| Directions |
Here are the records. Write out exactly the lines between the one holding "<point>115,54</point>" and the one holding "<point>95,60</point>", inclusive.

[[ Records for the task, beginning ]]

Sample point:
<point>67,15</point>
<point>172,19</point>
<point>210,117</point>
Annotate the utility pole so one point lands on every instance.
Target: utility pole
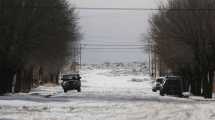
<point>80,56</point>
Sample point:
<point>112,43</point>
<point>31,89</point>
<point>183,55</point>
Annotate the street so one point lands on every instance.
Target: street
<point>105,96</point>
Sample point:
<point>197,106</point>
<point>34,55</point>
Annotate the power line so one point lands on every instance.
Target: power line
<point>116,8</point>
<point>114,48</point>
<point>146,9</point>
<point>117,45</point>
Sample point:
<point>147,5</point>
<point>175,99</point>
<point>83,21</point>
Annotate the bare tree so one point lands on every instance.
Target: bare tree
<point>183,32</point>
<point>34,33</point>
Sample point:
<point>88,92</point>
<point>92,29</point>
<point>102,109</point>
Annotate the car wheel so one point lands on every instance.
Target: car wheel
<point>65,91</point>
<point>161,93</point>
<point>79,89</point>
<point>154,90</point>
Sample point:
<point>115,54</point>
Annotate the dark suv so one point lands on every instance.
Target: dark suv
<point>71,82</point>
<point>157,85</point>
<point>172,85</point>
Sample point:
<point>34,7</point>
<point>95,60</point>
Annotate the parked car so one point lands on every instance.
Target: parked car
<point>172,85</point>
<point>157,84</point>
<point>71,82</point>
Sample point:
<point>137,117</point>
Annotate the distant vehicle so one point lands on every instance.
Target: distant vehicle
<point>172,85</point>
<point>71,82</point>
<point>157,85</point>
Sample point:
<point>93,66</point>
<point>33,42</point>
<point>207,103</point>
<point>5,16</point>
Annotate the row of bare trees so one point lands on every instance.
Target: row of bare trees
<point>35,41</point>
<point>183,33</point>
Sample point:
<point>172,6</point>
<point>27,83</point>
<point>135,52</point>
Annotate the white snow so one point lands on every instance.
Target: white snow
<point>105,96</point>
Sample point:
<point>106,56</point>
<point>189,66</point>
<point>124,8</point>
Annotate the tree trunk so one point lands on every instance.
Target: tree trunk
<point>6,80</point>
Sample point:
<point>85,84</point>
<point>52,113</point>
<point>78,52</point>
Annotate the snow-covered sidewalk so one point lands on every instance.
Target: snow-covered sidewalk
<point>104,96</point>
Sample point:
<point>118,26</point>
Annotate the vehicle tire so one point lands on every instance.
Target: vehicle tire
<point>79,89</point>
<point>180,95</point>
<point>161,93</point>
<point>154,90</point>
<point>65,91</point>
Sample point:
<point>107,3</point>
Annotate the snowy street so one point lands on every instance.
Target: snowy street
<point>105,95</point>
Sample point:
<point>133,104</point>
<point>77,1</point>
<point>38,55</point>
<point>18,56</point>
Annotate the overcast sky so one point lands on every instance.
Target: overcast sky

[[ Records for the task, end ]]

| Exercise solution |
<point>115,54</point>
Annotate the dark suv so one point lands on every instance.
Target: dark suv
<point>71,82</point>
<point>157,85</point>
<point>172,85</point>
Sample point:
<point>34,7</point>
<point>95,60</point>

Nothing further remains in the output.